Still, nobody knows better than Phoebe that hype may be helpful, but music is the name of the game. In a published essay, she riffs esoterically on "the 19th Century and a genius like Chopin, who probably had an I.Q. of 270. You're talking about some tremendous cultural achievements, like the Parthenon. Chopin's ballades and études are like the greatest Praxitelean marble sculptures and stand for all time.... It seems that musicians are traveling in the Concorde, and the public is on an old bus, behind somewhere."
Phoebe's verbal flights zoom right down to terra firma when she talks about creating a Playboy pictorial with photographer Richard Fegley. "People get mad because I don't buy into the patriarchal bullshit that the female body is disgusting. When one gazes appreciatively upon the female form, it's a religious act.... It all depends on the mental attitude you bring to it. For my money, the ancient reverence for the voluptuous magic of woman is the way to go."
Her own synthesis of blatant eroticism and art may account for Légère's becoming a local celebrity almost before she had shaken the New England dust off her spike-heeled shoes. New York's artiest writers and artists liked her style. She studied jazz with John Lewis of the Modern Jazz Quartet. She became a chum of artist Larry Rivers and sang with him and a scholarly combo known as the East 13th Street Band; Rivers also painted her several times, most memorably as Diana the huntress. While Phoebe's anything but a one-man woman, she expresses lasting affection for aspiring film maker Nile Southern, writer Terry Southern's son. "Nile comes from a movie family," she notes. "His father eats, sleeps, drinks and breathes movies."

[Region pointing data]
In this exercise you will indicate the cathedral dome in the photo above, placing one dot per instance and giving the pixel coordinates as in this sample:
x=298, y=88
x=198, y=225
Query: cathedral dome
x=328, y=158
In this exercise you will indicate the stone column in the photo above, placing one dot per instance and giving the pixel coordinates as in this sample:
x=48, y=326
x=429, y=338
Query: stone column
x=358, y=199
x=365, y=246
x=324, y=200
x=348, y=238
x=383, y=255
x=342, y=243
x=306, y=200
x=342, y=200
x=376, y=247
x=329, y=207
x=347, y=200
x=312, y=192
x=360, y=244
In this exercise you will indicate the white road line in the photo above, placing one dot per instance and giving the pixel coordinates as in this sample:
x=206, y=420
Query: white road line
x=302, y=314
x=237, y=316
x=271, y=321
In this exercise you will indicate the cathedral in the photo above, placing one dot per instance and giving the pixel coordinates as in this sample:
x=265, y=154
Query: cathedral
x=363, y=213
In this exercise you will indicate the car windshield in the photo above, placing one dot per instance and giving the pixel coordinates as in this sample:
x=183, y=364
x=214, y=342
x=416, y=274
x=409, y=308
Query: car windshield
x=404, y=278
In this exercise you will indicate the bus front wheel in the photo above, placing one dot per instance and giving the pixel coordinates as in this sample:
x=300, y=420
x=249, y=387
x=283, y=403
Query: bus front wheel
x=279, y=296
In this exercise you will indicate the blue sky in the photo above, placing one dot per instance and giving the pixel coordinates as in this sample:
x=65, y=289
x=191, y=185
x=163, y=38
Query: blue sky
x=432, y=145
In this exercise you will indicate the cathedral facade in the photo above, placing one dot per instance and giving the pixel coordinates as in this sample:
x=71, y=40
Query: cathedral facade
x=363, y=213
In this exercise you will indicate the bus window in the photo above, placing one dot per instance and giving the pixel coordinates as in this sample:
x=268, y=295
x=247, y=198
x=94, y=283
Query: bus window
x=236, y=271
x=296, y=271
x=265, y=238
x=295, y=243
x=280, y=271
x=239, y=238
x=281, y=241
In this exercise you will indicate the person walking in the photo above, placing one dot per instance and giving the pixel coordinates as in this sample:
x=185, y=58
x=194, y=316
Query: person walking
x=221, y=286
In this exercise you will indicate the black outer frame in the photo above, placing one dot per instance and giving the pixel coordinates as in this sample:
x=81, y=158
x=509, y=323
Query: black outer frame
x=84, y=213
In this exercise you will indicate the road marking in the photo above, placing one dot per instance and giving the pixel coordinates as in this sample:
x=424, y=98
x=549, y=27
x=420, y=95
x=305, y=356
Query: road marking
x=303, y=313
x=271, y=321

▶ _ACTIVITY 1_: According to the Phoebe Légère profile, with whom did she study jazz?
▶ _ACTIVITY 2_: Write the next part of the Phoebe Légère profile, picking up after its last sentence.

▶ _ANSWER 1_: John Lewis of the Modern Jazz Quartet.

▶ _ANSWER 2_:
Appropriately, Phoebe has movies on her mind as well. She did a walk-through in Jonathan Demme's Something Wild, carrying one of her large nude paintings into camera range. On the heels of her Mondo New York success, she's up for the lead female role in a sequel to The Toxic Avenger, the pop-schlock classic that cultists revere. "I'm really excited about it, because the script is very funny. I'd play the blind girl.... The Toxic Avenger borrows money from the Devil to have her eyesight restored."
The rest of us may relish her as a constant source of surprises, but the Légère clan up in Boston, she confides, shudders to think what Phoebe will say or do next. "Both my parents are artists, but very conservative. My three sisters are all married and work for a Boston bank. They worry that I'm not married. Of course, just being a female musician or a woman of any kind is a great psychological handicap. I behaved like a boy until I reached puberty, because my parents had wanted a boy. By then, though, I understood what boys liked, and that made me what I am. But I enjoyed being a boy. I intend to have a sex change in about ten years. Maybe. Not necessarily the surgical kind." Huh? Say it isn't so, Phoebe.